--- Prompt ---
Transcribe the entries in full, keeping each word as it is.

--- Supplied data ---
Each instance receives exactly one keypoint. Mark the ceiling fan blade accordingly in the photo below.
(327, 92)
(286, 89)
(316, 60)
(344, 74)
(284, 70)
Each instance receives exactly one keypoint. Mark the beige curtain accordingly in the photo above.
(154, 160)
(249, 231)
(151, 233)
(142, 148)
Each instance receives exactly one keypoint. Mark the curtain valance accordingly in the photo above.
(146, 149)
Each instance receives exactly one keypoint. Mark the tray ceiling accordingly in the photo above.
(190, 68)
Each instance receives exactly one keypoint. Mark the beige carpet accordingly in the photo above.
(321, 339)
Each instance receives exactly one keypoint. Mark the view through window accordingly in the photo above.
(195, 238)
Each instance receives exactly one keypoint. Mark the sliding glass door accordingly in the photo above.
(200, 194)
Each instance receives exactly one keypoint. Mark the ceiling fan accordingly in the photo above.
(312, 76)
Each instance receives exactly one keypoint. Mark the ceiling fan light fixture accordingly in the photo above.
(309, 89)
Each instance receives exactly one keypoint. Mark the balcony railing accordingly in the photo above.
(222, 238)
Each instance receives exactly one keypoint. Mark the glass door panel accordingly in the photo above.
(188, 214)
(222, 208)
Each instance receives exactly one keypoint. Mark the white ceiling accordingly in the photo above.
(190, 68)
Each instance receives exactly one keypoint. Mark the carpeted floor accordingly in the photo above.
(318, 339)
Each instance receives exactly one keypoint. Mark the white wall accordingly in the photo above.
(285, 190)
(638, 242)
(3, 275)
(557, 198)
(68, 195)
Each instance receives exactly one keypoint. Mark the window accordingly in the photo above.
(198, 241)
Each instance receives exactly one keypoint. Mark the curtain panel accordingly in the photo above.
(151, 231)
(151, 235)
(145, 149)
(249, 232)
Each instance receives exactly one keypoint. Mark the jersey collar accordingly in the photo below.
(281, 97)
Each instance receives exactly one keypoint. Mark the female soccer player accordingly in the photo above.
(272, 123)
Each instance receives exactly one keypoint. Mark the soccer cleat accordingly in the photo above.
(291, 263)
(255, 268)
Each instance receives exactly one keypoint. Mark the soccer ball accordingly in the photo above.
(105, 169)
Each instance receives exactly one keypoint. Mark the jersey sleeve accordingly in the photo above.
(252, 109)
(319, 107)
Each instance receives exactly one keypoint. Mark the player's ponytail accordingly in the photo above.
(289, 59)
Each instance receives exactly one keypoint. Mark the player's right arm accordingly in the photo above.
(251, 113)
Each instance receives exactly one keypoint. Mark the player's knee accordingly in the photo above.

--- Result of this task ---
Each instance receives exactly one keypoint. Mark the ceiling fan blade accordingly in the photo below.
(327, 92)
(286, 89)
(316, 60)
(344, 74)
(284, 70)
Each instance receives exactly one keypoint. Mark the beige curtain accordingly in the photo above.
(154, 160)
(249, 231)
(151, 233)
(142, 148)
Each instance receives exactly one keypoint. Mark the curtain valance accordingly in the photo above.
(146, 149)
Each instance receives exactly one keypoint. Mark the tray ceiling accordingly in the photo above.
(190, 68)
Each instance receives exactly one keypoint. Mark the beige carpet accordingly in the photo above.
(321, 339)
Each instance receives exactly one keypoint. Mark the view through window accordingly in the photo above.
(195, 238)
Each instance receives exactly one keypoint. Mark the sliding glass door accordingly in the photo above.
(200, 194)
Each instance receives exactly one keypoint. Mark the ceiling fan accordingly in the photo above.
(312, 76)
Each instance receives exactly one keypoint. Mark the ceiling fan light fixture accordingly in the photo above.
(309, 89)
Each instance receives exactly one keypoint. Mark the balcony railing accordingly in the photo above.
(222, 238)
Each instance receives exactly one keypoint. Mark the glass door panel accordingly in the photo above.
(188, 214)
(222, 208)
Each instance receives exactly one keypoint. Mark the white ceiling accordingly in the photo above.
(190, 68)
Each instance receives exactly one keypoint. Mark the carpeted floor accordingly in the photo above.
(318, 339)
Each instance receives exactly one keypoint. Mark the white wall accordingly in the photo above.
(285, 190)
(638, 242)
(3, 275)
(557, 198)
(68, 195)
Each instance receives exactly one keypoint. Mark the window accordingly in the photo above.
(198, 241)
Each instance receives exactly one keypoint. Mark the curtain panel accordingly in the photo above.
(151, 231)
(151, 235)
(145, 149)
(249, 232)
Each instance receives exactly one keypoint. Mark the jersey collar accordingly in the photo below.
(281, 97)
Each instance receives exactly one keypoint. Mark the female soccer player accordingly in the photo above.
(272, 123)
Each instance receives exactly one keypoint. Mark the soccer cleat accordingly in the photo above.
(291, 263)
(255, 268)
Each instance receives exactly one keypoint. Mark the soccer ball accordingly in the photo above.
(105, 169)
Each instance receives exactly one keypoint. Mark the jersey sleeve accordingly in the photo above.
(252, 109)
(319, 107)
Each instance receives exactly one keypoint. Mark the player's ponytail accordingly in the photo above.
(289, 59)
Each instance receives exactly one keypoint. Mark the player's right arm accordingly in the photo above.
(251, 113)
Each instance receives exactly one keypoint. Mark the player's knee accordingly in the photo above.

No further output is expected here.